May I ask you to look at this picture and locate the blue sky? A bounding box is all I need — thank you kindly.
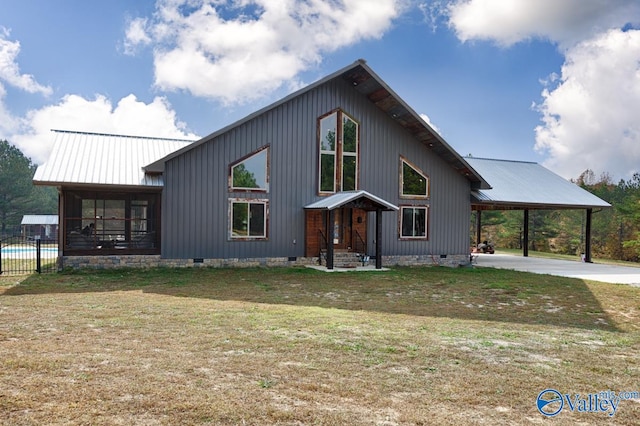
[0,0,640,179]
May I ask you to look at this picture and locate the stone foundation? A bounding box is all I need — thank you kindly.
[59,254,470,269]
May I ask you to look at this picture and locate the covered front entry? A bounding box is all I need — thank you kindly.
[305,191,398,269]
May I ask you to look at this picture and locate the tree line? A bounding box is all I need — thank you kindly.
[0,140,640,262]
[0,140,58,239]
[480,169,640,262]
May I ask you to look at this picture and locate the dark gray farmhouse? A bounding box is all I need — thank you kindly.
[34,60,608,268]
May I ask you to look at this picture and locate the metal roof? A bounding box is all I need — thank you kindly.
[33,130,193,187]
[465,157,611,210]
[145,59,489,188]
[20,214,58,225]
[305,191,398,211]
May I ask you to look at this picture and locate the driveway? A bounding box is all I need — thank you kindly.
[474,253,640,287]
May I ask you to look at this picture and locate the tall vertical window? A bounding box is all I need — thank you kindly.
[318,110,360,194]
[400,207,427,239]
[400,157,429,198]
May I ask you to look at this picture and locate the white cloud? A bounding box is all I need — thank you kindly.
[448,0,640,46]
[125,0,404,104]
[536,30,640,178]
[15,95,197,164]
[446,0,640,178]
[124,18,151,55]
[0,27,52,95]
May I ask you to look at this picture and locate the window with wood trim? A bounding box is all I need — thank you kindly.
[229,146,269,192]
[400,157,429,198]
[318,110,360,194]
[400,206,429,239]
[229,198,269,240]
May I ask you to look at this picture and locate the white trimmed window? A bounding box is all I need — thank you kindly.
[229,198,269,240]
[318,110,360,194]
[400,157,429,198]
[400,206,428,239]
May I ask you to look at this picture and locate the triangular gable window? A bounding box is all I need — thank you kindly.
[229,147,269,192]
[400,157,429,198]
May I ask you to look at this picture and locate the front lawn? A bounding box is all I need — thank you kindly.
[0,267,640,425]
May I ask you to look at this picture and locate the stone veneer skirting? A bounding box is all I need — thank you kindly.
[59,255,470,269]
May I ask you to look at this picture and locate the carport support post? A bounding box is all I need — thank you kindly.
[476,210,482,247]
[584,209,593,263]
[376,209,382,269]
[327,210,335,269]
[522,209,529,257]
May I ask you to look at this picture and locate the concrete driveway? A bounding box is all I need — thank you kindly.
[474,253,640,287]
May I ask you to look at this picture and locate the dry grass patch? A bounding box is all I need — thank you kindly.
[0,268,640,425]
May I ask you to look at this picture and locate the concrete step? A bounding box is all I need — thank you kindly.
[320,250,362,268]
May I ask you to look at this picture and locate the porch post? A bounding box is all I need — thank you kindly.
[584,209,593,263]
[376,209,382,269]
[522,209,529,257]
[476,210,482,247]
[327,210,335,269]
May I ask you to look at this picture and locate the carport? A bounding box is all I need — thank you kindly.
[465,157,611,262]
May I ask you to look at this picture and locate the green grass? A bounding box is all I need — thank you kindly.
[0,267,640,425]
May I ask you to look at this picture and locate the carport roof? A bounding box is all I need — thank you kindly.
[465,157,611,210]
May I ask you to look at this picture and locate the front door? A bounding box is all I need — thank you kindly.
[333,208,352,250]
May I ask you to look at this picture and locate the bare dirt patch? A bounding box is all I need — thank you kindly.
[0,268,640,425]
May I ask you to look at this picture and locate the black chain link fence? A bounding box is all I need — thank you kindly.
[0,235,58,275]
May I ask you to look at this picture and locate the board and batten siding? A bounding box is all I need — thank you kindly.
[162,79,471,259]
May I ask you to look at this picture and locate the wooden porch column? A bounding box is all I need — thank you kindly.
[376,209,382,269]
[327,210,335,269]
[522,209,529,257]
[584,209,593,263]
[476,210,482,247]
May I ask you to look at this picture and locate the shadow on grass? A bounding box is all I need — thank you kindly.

-*-*-

__Your instructions__: Copy out word for word the records from the line holding "locate the covered" through the line holding "[305,191,398,211]", including both of those lines.

__Answer to this task__:
May I ask you to look at this picture and locate the covered front entry? A bounding box is all I need — thank you kindly.
[305,191,398,269]
May I ask you to look at this picture and locate the tree line? A bounding box is all I need — thank you kindly.
[0,140,640,262]
[0,140,58,239]
[480,169,640,262]
May I ask you to look at this picture and locate the dark gray farmhouse? A bounding box is all I need — thank you kindly.
[34,60,608,268]
May I ask you to look at this picture and locate the metal roof? A bounding box is all I need — thank you kindly.
[33,130,193,187]
[465,157,611,210]
[145,59,489,188]
[20,214,58,225]
[305,191,398,211]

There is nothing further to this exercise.